Collected data
-- Start --

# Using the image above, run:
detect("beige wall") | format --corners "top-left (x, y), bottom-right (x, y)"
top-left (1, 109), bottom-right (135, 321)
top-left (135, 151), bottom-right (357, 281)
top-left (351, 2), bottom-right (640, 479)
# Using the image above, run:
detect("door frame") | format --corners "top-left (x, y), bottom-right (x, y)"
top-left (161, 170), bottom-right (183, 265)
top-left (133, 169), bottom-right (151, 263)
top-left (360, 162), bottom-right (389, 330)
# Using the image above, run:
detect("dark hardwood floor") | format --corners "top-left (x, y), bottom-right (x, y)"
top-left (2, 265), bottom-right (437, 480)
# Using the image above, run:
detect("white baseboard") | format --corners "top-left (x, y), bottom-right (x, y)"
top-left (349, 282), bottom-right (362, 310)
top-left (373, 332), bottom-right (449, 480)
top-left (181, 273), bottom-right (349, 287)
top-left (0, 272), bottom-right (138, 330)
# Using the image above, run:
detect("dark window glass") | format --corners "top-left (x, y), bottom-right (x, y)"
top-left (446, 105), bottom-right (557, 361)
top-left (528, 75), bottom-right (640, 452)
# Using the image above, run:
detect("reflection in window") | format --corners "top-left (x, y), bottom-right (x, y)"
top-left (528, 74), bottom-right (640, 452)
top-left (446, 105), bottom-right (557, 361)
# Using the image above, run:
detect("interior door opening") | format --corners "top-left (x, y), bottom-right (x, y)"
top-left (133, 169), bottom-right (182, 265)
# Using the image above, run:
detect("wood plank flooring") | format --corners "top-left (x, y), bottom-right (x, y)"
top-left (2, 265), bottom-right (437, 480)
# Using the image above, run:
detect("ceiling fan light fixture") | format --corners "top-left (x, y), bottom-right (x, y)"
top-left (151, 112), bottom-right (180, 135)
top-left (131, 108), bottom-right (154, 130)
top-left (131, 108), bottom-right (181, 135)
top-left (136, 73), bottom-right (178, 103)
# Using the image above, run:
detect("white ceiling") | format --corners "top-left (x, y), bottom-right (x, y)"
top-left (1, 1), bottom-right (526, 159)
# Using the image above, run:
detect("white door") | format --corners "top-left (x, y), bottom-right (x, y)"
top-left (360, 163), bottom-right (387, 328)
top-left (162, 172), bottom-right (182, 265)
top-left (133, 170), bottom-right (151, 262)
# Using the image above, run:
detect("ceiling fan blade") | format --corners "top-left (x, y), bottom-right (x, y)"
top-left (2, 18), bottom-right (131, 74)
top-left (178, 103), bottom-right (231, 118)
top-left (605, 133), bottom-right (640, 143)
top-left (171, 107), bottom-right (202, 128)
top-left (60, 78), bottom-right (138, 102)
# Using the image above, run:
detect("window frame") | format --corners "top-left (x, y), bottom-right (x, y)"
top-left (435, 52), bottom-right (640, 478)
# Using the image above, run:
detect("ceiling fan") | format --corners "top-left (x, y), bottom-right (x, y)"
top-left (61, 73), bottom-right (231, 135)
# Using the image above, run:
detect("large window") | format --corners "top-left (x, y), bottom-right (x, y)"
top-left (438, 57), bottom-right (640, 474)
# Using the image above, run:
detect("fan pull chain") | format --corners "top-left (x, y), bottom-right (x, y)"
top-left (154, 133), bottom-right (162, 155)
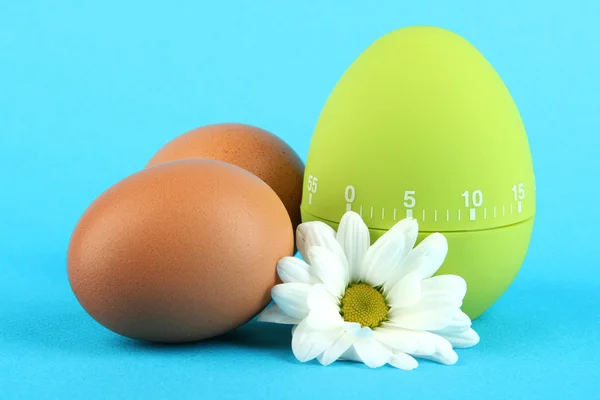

-- End --

(Work to do):
How many lines in the Collected data above contain the string "door"? Case matters. Reply with the number alone.

(Expected answer):
3